---------- Text passage
GVSU observes World AIDS Day

GVL/Sara Carte - Eric Paul Leue presents “How to Survive End A Plague” for World AIDS day in the Kirkhof building on Tuesday, Dec. 1, 2015.

Sara Carte

GVL/Sara Carte – Eric Paul Leue presents “How to Survive End A Plague” for World AIDS day in the Kirkhof building on Tuesday, Dec. 1, 2015.

Riley Collins

For decades, HIV and AIDS have been loaded acronyms burdened with wild speculation. Though education has enveloped the topics of HIV and AIDS within universities and even K-12 schools, there’s still work to be done.

Grand Valley State University will provide free, confidential HIV and STI testing on World AIDS Day, Thursday, Dec. 1 in the Kirkhof Center, to make testing safe and accessible for students and staff. The testing is paired with a conversation with Dave Watt, supervisor for AIDS prevention and early prevention services at Community AIDS Resource and Education Services (CARES) of Southwest Michigan.

CARES is a prevention, education and case management organization. Watt takes the additional role of reducing stigma around the disease, working closely with educational organizations to make that goal a reality.

“It’s something I think a lot of people still don’t know a lot of information on,” said Jen Hsu-Bishop, director of the Milton E. Ford LGBT Resource Center. “So we wanted to bring Dave Watt in to provide education on what we do know about HIV today, what the medical treatment is for HIV, as well as how we can fight stigma.”
--------------------
---------- Excerpted data
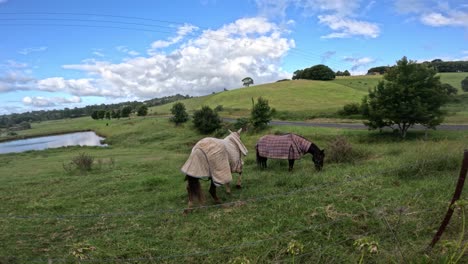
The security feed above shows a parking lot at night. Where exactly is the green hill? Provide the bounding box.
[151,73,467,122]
--------------------
---------- Excerpted data
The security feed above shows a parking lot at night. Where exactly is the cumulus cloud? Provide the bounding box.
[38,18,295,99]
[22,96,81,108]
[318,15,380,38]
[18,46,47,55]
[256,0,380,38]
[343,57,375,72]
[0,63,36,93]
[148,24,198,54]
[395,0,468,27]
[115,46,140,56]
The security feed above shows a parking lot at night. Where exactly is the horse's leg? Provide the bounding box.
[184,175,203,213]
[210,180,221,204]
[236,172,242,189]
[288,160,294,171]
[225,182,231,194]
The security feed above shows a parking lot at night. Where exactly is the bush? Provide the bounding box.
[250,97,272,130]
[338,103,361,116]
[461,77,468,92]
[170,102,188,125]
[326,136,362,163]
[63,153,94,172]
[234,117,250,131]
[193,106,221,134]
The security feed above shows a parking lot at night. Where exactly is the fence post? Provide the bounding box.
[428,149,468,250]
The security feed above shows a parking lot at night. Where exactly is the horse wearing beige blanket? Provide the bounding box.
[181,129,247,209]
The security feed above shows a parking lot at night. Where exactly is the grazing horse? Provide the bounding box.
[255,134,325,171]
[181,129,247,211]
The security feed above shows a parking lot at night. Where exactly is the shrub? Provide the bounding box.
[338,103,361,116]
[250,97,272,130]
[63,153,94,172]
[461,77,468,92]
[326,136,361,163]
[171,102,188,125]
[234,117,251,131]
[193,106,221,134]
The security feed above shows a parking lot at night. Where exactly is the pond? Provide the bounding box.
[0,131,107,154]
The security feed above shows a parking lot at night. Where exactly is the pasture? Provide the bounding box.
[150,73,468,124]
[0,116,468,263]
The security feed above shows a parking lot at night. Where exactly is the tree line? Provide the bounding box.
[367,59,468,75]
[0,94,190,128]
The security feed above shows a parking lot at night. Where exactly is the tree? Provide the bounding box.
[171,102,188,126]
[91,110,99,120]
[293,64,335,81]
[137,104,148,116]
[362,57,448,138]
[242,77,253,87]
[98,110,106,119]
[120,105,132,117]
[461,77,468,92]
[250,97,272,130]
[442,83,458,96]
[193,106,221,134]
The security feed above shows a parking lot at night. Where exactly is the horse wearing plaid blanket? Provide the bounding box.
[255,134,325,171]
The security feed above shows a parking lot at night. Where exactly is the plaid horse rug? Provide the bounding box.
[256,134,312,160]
--------------------
### Assignment
Retype the World AIDS Day article from "Grand Valley State" up to and including "goal a reality.". The records are separate material and have no connection to the World AIDS Day article.

### Output
Grand Valley State University will provide free, confidential HIV and STI testing on World AIDS Day, Thursday, Dec. 1 in the Kirkhof Center, to make testing safe and accessible for students and staff. The testing is paired with a conversation with Dave Watt, supervisor for AIDS prevention and early prevention services at Community AIDS Resource and Education Services (CARES) of Southwest Michigan.

CARES is a prevention, education and case management organization. Watt takes the additional role of reducing stigma around the disease, working closely with educational organizations to make that goal a reality.